* **Passage to read**:
______
Why Scream Therapy in the Woods Might Just Save Your Sanity
Rage Rituals: The Next Big Thing in Therapy For Women
Ever feel so frustrated you just want to yell into the void?
Well, what if the void was a forest and came with a support group?
Welcome to the world of rage retreats, the latest trend for women who’ve had it up to here with keeping their cool.
Emotions — like that leftover Chinese takeout in the back of your fridge — can’t be ignored forever. They’re energy in motion, or “e-motion” if you’re trying to be cute about it.
And science says energy can’t be destroyed; it can only turn into something else — like, say, a midlife crisis or, I don’t know, your newfound skill in competitive yodeling.
Emotional energy can literally get ‘stuck' in your body.
Louise Hay — a best selling self-help author & speaker — tells us our bodies are like Airbnb for emotions. Don’t check out your anger properly, and it might just leave a nasty review… on your organs. Hay links suppressed rage to all sorts of ailments, cancer included (Hay’s full breakdown).
______
* **Data for review**:

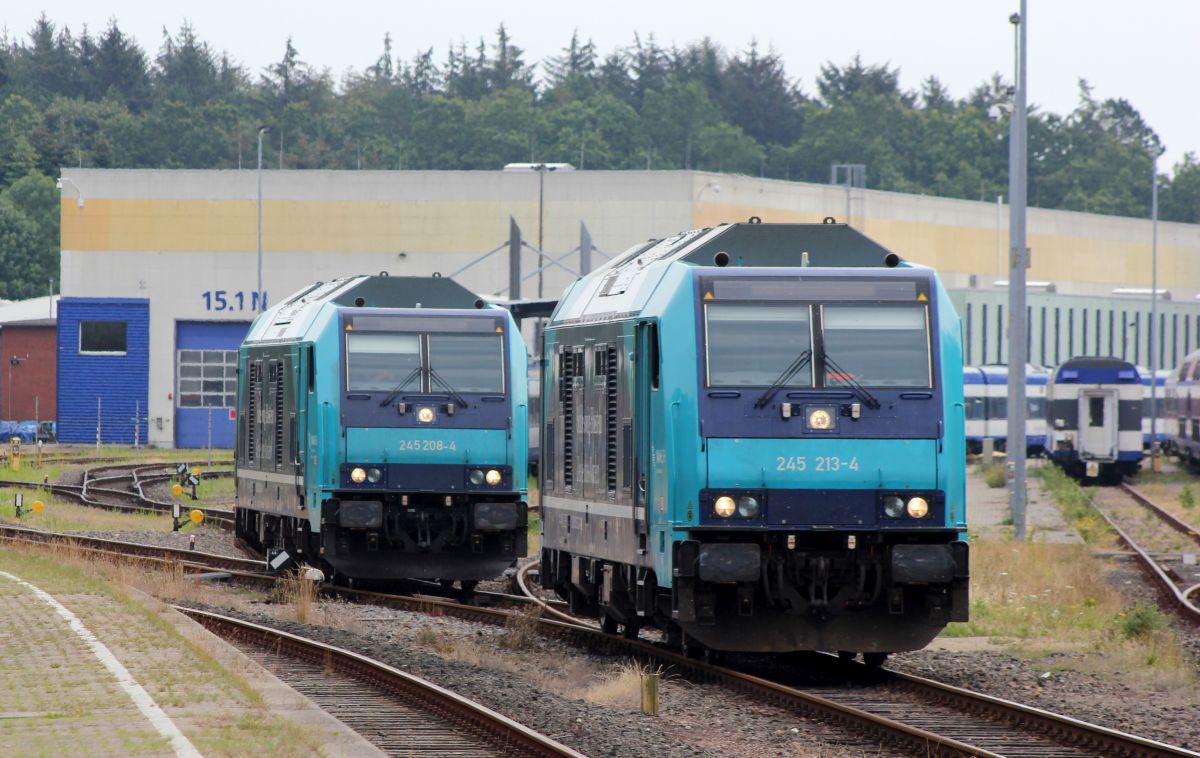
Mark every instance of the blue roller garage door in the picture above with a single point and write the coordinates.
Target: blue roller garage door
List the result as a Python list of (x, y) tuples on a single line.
[(207, 381)]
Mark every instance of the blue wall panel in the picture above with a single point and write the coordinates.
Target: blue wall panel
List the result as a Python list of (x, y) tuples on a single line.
[(192, 423), (119, 381)]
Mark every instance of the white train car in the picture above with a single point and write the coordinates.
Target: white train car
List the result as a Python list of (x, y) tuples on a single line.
[(1095, 410)]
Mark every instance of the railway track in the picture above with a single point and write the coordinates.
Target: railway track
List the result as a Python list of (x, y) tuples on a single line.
[(1177, 583), (910, 711), (400, 713)]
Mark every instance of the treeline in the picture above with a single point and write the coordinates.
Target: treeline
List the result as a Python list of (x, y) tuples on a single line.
[(103, 101)]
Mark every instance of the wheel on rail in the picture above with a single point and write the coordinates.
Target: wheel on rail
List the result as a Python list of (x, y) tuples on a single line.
[(875, 660), (607, 624)]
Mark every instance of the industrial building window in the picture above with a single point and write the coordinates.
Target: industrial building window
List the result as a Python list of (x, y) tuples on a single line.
[(207, 378), (102, 337)]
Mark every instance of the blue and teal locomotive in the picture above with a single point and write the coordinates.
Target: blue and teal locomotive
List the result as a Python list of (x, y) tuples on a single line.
[(753, 439), (382, 431)]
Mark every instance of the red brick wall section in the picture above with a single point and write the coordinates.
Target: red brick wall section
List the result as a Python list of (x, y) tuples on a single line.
[(31, 393)]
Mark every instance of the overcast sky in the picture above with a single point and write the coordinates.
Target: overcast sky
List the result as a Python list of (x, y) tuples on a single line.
______
* **Work to complete**:
A. Repeat the rage retreat article from "Why Scream Therapy" to "keeping their cool.".
B. Answer these questions about the rage retreat article:
(i) What cute term does the article offer for "energy in motion"?
(ii) According to the article, what does science say happens to energy?
(iii) How does the article describe Louise Hay?

* **Solutions to the exercise**:
A.
Why Scream Therapy in the Woods Might Just Save Your Sanity
Rage Rituals: The Next Big Thing in Therapy For Women
Ever feel so frustrated you just want to yell into the void?
Well, what if the void was a forest and came with a support group?
Welcome to the world of rage retreats, the latest trend for women who’ve had it up to here with keeping their cool.

B.
(i) "E-motion."
(ii) It can't be destroyed; it can only turn into something else.
(iii) As a best-selling self-help author and speaker.